[[ Given entries open ]]

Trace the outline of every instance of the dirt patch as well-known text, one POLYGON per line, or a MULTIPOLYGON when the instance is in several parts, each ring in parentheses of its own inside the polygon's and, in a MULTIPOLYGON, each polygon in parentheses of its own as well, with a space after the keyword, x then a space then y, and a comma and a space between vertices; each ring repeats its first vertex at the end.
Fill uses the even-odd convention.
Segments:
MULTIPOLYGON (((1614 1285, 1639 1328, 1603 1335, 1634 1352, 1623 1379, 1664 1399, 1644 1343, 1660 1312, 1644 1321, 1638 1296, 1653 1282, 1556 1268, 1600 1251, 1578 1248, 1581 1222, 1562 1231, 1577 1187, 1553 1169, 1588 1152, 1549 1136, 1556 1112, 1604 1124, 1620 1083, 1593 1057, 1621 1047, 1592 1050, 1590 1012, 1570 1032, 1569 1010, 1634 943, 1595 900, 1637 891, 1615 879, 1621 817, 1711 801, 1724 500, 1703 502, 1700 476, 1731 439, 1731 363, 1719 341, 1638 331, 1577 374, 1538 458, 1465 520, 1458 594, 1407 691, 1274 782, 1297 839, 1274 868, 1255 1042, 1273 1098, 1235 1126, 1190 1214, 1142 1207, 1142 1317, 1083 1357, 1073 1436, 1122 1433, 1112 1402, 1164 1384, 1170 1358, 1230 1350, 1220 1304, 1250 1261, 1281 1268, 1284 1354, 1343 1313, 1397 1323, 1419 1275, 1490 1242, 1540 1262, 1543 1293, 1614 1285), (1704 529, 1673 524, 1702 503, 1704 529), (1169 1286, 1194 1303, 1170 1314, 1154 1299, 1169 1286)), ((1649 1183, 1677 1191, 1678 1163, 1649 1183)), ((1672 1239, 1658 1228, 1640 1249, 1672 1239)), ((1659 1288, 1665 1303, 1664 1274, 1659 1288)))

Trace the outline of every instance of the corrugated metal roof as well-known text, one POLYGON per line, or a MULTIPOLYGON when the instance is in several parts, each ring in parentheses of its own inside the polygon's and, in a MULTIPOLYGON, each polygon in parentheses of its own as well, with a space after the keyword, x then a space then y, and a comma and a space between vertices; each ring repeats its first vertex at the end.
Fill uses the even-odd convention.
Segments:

[[ Given entries closed ]]
[[ Given entries open ]]

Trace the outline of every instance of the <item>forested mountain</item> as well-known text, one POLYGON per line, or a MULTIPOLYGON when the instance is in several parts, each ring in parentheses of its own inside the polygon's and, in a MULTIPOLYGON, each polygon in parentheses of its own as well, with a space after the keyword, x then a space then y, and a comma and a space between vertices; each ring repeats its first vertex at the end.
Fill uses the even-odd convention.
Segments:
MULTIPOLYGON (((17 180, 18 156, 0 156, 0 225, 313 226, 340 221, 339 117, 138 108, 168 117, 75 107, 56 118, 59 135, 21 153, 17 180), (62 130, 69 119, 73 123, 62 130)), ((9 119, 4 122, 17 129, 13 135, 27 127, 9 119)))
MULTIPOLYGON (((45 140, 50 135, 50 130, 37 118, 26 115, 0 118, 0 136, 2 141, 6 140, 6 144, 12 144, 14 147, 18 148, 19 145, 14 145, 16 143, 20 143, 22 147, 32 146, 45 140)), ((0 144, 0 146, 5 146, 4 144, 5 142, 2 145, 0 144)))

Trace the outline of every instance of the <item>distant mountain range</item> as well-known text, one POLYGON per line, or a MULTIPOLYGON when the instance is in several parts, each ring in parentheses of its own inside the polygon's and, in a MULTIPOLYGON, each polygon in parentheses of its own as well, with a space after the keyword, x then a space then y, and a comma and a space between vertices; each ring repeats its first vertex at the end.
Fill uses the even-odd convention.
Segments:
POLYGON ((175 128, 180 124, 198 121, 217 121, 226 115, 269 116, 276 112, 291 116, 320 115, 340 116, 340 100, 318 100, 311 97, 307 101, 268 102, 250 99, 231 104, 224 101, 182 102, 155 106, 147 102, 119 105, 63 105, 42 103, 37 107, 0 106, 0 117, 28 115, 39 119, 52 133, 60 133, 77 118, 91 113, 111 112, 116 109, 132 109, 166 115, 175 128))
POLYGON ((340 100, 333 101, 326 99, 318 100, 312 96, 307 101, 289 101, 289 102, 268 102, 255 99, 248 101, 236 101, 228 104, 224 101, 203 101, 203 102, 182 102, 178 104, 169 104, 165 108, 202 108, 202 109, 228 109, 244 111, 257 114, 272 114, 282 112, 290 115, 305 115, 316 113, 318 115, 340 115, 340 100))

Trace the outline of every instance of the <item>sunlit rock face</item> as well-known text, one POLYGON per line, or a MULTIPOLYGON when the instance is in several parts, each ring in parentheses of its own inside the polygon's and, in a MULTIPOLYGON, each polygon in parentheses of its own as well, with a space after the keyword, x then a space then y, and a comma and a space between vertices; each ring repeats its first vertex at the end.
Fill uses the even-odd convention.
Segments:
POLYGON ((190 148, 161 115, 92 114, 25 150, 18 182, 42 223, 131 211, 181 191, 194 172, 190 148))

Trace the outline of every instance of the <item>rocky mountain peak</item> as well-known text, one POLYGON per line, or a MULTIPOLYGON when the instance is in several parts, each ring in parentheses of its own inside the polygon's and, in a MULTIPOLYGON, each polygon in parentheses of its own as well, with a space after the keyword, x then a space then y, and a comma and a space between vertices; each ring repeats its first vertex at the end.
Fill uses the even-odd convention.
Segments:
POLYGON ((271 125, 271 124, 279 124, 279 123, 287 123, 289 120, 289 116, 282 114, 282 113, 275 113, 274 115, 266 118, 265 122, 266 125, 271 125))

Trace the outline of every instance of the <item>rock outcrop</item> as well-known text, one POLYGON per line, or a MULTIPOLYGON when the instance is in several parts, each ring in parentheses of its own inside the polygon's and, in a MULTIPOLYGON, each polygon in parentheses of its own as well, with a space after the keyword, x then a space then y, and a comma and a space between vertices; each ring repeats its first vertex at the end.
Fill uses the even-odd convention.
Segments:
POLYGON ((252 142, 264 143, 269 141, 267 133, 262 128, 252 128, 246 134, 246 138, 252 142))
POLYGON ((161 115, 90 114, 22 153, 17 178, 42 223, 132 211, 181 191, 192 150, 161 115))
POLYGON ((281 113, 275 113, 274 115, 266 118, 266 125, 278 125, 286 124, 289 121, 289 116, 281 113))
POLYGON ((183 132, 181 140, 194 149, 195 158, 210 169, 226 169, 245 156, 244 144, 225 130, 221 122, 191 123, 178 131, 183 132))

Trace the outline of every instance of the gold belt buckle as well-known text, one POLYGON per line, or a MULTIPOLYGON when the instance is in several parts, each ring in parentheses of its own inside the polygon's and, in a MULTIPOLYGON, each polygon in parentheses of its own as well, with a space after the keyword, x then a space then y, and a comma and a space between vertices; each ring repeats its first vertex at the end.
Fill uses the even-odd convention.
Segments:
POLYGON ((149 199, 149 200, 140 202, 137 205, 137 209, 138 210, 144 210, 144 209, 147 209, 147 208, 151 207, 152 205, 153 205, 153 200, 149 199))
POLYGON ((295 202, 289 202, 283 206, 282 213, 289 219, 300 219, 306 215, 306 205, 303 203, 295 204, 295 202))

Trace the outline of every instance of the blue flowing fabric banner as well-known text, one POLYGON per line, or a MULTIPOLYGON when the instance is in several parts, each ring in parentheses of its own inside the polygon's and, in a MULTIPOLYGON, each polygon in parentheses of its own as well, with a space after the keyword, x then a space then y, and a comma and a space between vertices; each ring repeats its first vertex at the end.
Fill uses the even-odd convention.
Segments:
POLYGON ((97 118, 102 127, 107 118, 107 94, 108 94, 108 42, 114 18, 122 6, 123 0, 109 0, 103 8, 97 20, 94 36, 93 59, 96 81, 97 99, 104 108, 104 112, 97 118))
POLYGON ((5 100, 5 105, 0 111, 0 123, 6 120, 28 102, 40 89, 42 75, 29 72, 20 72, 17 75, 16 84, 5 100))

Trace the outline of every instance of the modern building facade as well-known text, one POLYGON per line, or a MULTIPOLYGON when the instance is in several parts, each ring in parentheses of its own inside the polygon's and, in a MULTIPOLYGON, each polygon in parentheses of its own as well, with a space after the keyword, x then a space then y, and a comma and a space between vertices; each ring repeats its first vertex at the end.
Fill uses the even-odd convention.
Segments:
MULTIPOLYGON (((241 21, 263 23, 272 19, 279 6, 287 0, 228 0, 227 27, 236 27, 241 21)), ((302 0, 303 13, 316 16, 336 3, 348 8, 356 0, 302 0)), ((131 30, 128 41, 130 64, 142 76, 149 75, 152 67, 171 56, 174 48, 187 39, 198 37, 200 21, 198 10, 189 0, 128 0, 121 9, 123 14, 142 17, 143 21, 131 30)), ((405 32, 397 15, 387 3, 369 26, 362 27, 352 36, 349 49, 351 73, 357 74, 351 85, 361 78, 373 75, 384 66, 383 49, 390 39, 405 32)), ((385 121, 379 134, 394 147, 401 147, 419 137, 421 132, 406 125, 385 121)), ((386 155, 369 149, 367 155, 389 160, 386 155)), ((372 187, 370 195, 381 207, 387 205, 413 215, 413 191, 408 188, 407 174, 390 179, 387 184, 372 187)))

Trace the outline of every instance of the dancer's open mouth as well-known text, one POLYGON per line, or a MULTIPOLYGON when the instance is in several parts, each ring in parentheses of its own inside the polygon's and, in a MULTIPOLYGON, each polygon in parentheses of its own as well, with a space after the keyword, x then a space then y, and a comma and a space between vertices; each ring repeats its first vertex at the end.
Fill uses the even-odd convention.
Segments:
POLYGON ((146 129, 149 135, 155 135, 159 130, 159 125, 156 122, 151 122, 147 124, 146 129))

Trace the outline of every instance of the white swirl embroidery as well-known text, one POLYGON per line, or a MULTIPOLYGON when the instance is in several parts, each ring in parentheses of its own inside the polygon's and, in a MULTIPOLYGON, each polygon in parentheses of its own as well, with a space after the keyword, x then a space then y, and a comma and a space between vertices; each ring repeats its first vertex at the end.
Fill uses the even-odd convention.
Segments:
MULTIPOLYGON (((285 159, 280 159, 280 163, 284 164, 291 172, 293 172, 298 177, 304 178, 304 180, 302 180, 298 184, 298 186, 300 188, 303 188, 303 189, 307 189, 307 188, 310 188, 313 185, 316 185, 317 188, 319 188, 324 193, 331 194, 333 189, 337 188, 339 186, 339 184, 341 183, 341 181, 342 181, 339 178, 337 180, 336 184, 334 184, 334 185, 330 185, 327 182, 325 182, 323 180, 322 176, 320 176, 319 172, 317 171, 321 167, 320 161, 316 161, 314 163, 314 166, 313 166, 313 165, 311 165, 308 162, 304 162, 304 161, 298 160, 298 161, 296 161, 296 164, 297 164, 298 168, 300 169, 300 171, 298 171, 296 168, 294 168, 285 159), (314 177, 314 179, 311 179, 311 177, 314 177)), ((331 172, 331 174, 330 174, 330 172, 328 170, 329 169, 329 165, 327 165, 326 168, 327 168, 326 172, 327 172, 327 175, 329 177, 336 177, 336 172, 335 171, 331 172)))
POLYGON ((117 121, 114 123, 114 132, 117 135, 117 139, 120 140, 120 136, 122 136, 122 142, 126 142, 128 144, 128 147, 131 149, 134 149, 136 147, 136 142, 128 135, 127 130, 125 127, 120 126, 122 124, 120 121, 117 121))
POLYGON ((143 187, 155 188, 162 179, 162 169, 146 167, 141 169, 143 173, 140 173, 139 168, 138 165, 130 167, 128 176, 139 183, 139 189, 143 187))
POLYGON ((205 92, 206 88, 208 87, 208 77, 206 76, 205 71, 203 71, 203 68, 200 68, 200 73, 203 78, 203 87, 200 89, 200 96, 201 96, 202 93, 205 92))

[[ Given entries closed ]]
[[ Given entries open ]]

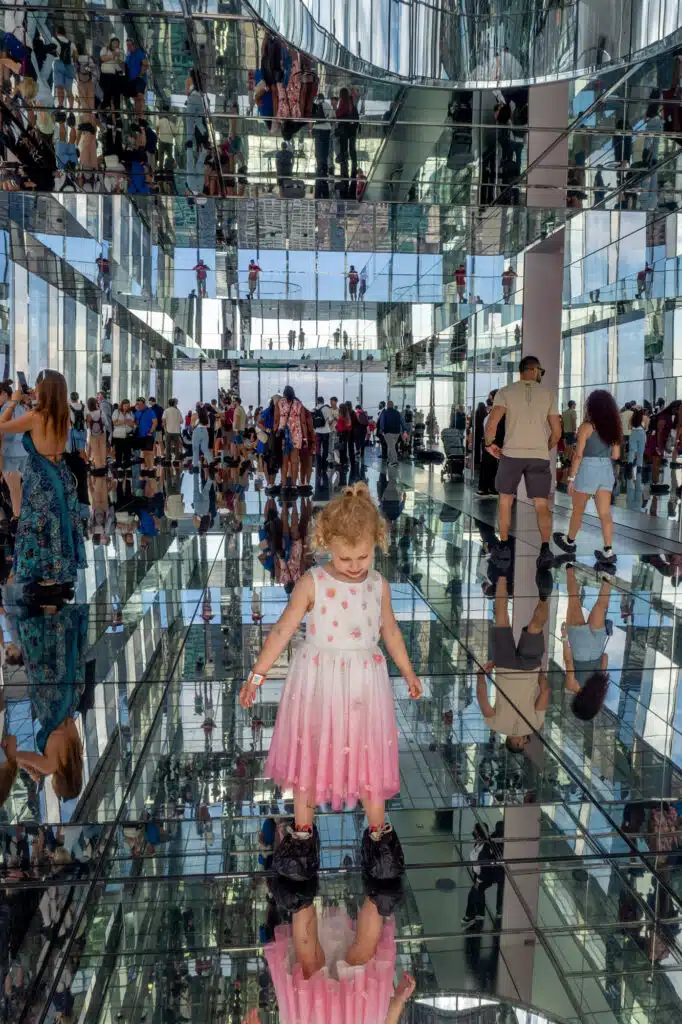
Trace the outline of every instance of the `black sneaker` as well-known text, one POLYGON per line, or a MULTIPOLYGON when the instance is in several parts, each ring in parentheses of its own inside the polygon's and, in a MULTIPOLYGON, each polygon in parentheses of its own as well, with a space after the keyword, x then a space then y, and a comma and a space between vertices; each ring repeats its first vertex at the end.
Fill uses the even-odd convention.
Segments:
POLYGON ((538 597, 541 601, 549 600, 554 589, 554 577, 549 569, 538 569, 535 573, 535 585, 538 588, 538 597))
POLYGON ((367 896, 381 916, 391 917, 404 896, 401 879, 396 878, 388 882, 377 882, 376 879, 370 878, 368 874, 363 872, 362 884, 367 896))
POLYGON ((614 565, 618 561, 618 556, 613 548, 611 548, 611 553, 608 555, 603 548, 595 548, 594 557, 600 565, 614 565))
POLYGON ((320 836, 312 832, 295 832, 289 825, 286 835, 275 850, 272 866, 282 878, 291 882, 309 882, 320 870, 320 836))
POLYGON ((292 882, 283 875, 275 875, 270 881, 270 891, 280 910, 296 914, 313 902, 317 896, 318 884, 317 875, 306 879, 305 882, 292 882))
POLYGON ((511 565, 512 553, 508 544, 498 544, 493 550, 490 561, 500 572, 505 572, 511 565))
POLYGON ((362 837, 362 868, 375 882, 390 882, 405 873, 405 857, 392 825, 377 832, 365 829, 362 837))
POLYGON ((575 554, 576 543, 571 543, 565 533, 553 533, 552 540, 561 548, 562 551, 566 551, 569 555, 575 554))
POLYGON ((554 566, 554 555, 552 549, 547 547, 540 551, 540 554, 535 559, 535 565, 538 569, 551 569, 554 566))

[[ Given entries closed ]]

→ **What the exercise asks**
Show, from the records above, every line that includes "mountain".

→ **Expected answer**
Trace the outline of every instance of the <item>forested mountain</item> as well-known text, one POLYGON per line, or a MULTIPOLYGON when the instance is in several parts, each ring in parentheses of its own inside the polygon's and, in a MULTIPOLYGON, each polygon in parentheses of its own as well, with a space after the keyword, x then a space then y, and a comma and a space between vertices; each ring repeats its first vertex at the end.
Trace the outline of every instance of the <item>distant mountain range</item> as well-known text, one POLYGON per line, or a MULTIPOLYGON when the instance is in several parts, each ring in parentheses of its own inside the polygon's and, in a MULTIPOLYGON, each polygon in parentheses of its own as well, with a space after the keyword, x then a space then y, and a comma and a space between vertices; each ring repeats its first vertex at the end.
Trace the outline of every instance of the <item>rocky mountain peak</item> as well-known text, one POLYGON per line, or a MULTIPOLYGON when the instance is in several parts, each ring in parentheses of its own inside the polygon's and, in a MULTIPOLYGON, each polygon in parentheses of its own as well, with a space after the keyword, x then a space then y, and a comma and a space between vertices; each ring repeats its first vertex at the end.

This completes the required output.